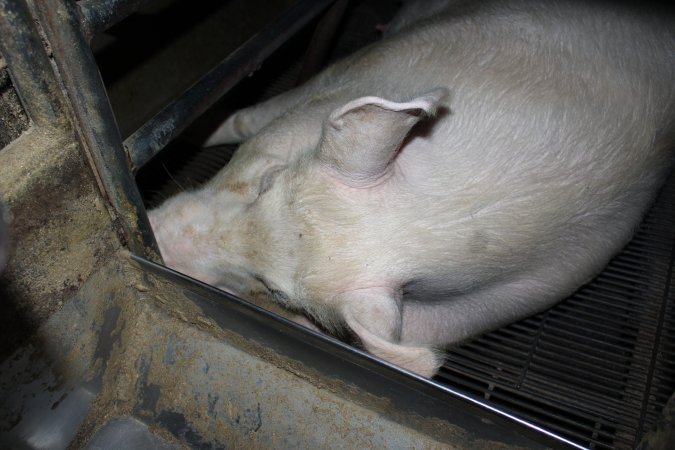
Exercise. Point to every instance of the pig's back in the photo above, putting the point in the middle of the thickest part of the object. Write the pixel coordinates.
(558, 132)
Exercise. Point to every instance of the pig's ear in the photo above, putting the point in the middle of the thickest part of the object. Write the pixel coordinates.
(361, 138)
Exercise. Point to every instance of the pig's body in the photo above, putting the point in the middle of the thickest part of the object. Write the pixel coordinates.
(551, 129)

========================================================================

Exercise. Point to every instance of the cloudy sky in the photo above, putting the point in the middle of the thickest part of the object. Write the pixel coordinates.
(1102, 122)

========================================================================

Pick out each line in the material above that contains the string "photo", and copy those lines in full.

Solved problem:
Exercise. Point to every instance of the pig's back in the photo above, putting the point in the middle of the thickest part of the object. Write the pixel coordinates.
Exercise. Point to every instance of the pig's ear in the photo above, putting the point in the middle of the thickest part of the object. Write the pixel coordinates.
Exercise. Point to every instance of the pig's body in the photo above, putting the point in the middle of the thickest part of the object. Write the pixel coordinates.
Exercise. Point to every instance of the cloudy sky in the photo above, putting the point in the middle of the thickest part of the object. Write the pixel coordinates.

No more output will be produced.